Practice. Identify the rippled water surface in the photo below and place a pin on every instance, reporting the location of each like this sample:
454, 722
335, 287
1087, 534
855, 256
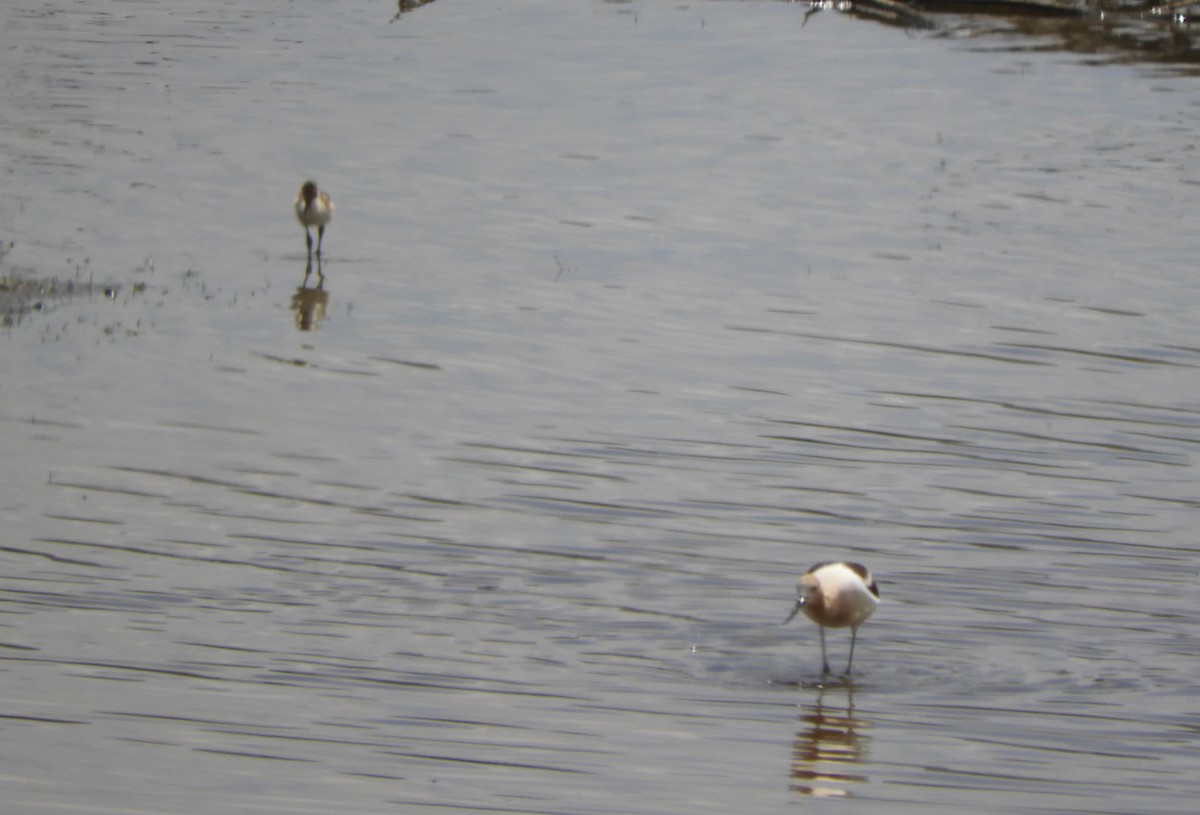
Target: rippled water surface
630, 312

*-*-*

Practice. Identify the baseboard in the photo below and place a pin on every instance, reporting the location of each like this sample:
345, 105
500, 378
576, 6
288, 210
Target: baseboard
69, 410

*-*-*

* _Directions for this task_
In the entries above, locate every line with the word "like" and copy it.

* _Solution_
Practice. Identify the rippled water surface in the photo below and place a pin on every instance, reporting the location of each like this sample:
Practice. Identify the baseboard in the photo below and place a pin on every instance, reporting the location of each like this sample:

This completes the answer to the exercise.